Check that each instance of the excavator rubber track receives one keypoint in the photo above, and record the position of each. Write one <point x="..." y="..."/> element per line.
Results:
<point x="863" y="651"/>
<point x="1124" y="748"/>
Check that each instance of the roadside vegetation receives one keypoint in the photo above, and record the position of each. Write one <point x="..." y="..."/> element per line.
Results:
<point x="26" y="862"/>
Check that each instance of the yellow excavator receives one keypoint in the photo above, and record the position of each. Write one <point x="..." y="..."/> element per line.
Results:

^^^^

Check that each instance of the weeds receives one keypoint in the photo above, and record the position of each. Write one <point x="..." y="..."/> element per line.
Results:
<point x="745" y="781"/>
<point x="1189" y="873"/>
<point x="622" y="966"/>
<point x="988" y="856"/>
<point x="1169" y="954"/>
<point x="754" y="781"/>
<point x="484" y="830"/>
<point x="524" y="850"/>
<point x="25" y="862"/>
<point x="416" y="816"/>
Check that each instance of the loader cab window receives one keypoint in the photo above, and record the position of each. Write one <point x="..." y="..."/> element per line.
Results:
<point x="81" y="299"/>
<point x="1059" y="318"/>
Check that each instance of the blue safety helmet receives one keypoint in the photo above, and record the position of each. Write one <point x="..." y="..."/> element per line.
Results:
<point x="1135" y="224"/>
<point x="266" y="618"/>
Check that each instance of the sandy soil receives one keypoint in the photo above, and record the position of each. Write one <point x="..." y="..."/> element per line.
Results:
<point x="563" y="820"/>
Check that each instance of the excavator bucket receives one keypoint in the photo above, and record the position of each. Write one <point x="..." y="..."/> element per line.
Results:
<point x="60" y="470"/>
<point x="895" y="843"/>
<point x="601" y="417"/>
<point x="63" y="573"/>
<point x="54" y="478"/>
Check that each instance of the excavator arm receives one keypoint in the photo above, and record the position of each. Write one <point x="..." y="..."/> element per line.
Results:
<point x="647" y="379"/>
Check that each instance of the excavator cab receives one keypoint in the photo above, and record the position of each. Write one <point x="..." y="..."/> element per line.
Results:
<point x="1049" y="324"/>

^^^^

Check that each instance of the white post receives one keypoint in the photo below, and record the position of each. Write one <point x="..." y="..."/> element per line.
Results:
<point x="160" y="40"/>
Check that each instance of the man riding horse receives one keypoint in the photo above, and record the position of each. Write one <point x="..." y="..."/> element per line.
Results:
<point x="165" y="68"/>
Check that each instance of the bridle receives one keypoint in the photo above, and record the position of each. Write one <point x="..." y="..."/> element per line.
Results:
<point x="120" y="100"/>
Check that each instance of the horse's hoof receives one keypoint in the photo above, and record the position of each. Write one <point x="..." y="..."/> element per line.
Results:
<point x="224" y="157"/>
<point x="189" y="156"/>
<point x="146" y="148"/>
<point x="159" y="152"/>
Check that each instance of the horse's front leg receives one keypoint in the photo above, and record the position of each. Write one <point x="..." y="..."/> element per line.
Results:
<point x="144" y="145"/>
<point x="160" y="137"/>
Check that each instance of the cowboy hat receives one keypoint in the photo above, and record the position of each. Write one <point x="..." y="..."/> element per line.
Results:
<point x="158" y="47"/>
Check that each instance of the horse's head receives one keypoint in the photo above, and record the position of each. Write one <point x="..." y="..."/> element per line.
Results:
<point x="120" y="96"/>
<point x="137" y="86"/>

^^^^

▶ Exercise details: How many lines in the records above contain the string "horse"? Reply with only the number.

▶ The answer: 4